EXTRACTED ENTRIES

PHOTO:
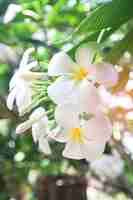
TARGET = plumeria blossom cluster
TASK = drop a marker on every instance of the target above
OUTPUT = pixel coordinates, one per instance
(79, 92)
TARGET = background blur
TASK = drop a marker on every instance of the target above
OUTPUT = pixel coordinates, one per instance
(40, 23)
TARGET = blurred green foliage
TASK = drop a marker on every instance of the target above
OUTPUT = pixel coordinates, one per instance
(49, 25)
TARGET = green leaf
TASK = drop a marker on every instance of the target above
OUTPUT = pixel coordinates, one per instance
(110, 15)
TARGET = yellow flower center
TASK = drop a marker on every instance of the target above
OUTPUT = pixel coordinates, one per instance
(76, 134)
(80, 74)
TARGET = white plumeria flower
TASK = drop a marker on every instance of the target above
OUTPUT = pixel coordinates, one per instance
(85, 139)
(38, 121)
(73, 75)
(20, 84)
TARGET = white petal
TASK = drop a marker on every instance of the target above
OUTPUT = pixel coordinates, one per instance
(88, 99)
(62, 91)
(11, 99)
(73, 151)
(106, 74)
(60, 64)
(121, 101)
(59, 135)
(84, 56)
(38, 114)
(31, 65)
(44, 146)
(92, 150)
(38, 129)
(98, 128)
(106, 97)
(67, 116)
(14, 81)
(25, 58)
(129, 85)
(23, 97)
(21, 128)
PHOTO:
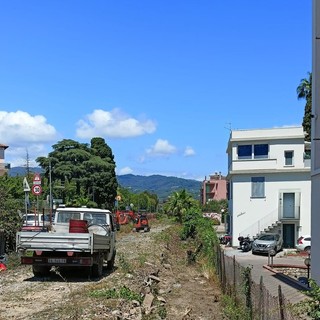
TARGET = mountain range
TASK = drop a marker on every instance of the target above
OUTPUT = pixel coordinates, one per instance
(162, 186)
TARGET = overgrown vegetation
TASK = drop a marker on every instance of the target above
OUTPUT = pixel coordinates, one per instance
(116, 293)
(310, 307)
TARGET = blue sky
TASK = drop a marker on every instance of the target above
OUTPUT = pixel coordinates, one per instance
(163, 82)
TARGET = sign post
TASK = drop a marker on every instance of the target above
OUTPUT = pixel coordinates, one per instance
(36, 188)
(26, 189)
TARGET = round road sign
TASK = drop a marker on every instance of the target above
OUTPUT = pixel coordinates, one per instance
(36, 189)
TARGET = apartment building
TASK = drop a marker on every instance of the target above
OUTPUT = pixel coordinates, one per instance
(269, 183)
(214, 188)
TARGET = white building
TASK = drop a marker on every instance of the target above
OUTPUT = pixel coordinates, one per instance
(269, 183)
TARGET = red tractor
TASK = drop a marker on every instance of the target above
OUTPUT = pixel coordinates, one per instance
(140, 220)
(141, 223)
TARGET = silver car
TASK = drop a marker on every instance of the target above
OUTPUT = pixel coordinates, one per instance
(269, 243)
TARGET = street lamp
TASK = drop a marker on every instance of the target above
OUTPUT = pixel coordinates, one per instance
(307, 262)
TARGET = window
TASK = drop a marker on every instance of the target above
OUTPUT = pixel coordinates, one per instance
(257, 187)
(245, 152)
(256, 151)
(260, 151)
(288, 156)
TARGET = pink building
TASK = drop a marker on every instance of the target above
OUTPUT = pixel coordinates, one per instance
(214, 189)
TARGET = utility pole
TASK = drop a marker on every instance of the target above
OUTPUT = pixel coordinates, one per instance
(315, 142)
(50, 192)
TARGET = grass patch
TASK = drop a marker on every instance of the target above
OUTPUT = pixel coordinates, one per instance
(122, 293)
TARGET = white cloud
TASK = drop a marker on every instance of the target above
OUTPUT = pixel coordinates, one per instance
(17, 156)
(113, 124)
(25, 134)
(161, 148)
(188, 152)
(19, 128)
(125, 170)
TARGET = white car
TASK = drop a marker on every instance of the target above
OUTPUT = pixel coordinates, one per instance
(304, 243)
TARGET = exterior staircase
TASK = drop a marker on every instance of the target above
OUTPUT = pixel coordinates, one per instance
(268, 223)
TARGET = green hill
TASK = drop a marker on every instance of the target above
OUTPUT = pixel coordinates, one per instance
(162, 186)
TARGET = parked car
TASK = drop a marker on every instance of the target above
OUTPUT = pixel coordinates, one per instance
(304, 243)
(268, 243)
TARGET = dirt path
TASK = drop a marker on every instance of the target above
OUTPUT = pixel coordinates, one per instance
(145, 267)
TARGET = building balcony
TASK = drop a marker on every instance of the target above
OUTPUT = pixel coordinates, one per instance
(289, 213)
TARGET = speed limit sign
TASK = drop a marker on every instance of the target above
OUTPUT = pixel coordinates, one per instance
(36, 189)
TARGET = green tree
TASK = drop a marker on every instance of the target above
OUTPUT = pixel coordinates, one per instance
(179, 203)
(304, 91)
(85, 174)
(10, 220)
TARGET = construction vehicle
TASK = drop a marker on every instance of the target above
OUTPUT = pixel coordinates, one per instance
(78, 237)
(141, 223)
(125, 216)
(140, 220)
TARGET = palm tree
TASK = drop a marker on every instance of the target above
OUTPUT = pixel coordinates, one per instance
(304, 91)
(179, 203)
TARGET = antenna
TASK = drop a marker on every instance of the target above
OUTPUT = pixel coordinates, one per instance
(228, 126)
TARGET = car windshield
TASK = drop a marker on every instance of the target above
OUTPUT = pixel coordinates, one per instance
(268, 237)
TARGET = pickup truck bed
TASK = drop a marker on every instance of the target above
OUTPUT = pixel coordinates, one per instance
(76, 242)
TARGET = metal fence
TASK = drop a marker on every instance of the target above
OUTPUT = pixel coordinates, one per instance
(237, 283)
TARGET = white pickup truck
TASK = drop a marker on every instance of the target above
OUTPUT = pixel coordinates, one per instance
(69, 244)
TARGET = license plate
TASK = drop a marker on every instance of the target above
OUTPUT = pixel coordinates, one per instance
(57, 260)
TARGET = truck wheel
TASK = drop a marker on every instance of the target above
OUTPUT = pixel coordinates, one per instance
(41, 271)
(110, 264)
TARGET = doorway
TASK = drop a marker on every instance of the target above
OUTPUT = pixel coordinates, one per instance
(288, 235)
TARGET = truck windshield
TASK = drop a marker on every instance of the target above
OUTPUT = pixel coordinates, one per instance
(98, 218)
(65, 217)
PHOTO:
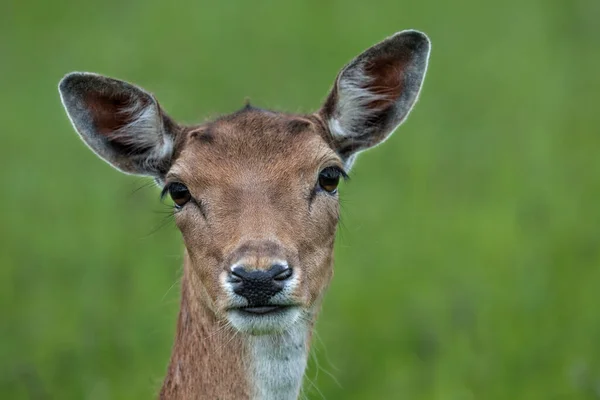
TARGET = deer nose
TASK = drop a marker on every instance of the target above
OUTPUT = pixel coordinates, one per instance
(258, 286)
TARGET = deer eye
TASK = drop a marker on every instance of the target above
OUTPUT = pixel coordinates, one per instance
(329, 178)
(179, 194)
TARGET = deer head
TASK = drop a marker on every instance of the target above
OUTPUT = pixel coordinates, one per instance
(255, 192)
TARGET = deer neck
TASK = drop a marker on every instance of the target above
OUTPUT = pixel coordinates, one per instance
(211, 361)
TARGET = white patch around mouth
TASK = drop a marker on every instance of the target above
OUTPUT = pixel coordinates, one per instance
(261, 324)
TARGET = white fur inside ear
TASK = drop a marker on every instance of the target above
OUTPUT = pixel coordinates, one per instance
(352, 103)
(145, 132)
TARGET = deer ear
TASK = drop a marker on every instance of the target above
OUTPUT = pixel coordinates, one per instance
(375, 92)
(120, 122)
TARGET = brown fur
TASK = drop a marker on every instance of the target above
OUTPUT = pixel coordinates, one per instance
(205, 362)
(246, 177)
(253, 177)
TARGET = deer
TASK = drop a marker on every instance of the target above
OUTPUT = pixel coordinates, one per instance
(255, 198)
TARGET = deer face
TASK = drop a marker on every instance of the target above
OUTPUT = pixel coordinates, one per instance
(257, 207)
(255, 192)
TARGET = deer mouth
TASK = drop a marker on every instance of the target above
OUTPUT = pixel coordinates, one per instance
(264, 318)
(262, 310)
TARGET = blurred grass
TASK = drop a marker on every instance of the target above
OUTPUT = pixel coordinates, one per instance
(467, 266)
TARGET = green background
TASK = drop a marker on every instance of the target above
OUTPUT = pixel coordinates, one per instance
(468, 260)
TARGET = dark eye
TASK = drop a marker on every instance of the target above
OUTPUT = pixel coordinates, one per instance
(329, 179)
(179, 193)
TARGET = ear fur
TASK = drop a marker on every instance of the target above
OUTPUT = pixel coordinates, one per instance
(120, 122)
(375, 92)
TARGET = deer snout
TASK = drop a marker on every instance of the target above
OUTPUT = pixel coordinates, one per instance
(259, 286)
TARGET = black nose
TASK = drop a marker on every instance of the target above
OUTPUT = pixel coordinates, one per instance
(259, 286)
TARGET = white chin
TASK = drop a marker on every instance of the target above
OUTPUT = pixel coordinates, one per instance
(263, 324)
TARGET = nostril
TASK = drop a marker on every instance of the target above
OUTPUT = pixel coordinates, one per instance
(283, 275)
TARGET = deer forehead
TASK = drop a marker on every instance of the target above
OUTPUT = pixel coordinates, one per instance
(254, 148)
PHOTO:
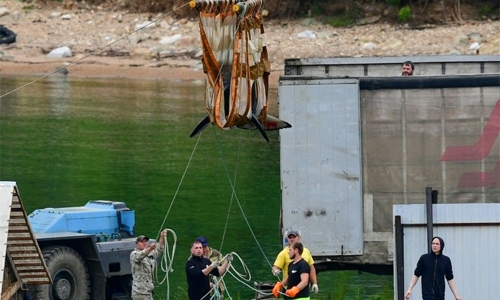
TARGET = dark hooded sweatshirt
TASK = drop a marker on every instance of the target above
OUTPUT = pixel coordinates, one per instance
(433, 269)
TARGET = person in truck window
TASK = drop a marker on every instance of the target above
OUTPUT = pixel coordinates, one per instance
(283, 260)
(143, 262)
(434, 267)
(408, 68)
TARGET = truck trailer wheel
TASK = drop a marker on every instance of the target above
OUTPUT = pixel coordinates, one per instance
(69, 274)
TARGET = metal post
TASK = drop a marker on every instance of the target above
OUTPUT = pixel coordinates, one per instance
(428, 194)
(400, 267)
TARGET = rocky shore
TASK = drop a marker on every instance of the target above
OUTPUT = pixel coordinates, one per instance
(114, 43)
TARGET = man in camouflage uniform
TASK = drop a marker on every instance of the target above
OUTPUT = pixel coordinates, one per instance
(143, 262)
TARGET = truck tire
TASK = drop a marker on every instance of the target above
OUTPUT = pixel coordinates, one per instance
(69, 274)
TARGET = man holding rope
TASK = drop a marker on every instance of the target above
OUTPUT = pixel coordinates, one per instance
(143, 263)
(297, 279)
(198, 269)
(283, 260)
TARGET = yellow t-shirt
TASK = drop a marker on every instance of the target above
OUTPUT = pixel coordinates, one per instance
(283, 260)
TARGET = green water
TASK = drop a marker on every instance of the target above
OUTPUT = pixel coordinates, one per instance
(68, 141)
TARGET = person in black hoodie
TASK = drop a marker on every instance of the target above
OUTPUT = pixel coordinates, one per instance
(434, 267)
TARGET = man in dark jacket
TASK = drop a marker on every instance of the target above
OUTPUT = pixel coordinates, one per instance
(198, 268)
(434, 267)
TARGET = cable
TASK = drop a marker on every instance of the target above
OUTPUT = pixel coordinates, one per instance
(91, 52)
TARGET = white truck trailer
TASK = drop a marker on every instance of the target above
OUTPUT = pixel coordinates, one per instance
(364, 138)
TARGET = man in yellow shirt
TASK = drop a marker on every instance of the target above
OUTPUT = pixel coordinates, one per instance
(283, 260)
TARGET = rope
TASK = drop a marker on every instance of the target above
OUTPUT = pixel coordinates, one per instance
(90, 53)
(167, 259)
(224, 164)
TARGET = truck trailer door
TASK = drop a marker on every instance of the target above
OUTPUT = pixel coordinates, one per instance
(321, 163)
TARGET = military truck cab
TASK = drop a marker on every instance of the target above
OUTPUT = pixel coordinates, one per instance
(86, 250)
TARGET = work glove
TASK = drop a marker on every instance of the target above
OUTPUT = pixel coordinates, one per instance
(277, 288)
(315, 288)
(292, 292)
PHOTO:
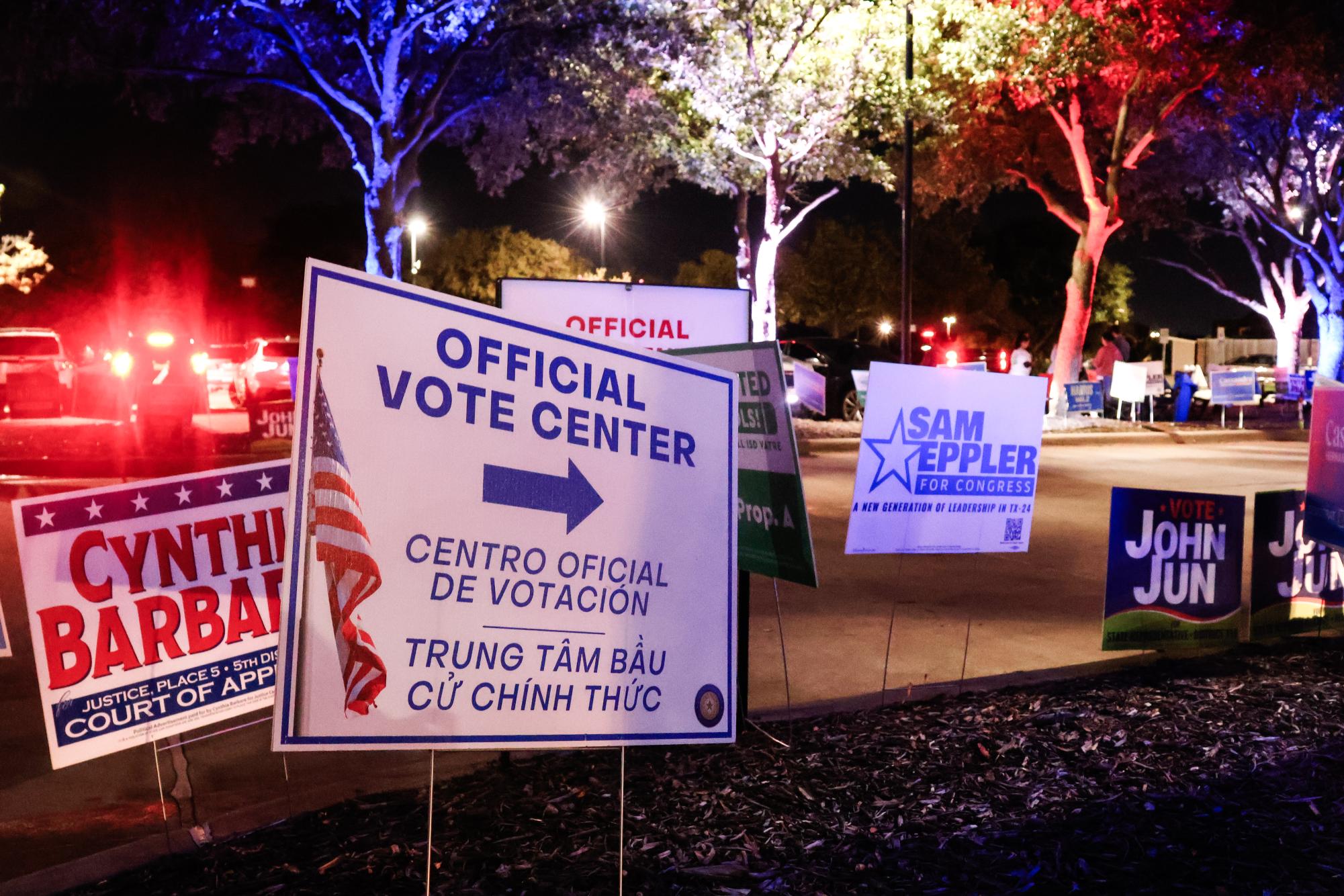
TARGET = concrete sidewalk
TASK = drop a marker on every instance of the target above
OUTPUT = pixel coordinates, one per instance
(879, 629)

TASK
Could you format the rows starting at the line containing "TARGET = man in yellow shirt" and ending at the last line of the rows as a JSON list of strings, one string per line, with blank lines dropped and the pictures left out?

TASK OUTPUT
[
  "TARGET = man in yellow shirt",
  "TASK = drop a marker on every instance of the target above",
  "OUTPUT = pixel coordinates, one per instance",
  "(283, 260)",
  "TARGET = rope",
  "TASK = drop a marker on every instance of the target above",
  "OUTPUT = pixel coordinates, one per instance",
  "(90, 53)",
  "(167, 259)",
  "(224, 164)",
  "TARGET = truck trailer door",
  "TASK = drop a marker on every instance of the target above",
  "OUTPUT = pixel coordinates, one per instance",
  "(321, 163)",
  "TARGET = military truck cab",
  "TASK = drop a marker on every instance of the target above",
  "OUTPUT = pixel coordinates, one per instance",
  "(86, 250)",
  "TARGET = work glove",
  "TASK = drop a marker on every instance of the target above",
  "OUTPUT = pixel coordinates, one per instance",
  "(277, 288)",
  "(315, 288)",
  "(292, 292)",
  "PHOTO:",
  "TARGET = concrete sidewalk",
  "TASK = drop a marker on every instance of the target above",
  "OUTPUT = pixel coordinates, one per instance",
  "(879, 629)"
]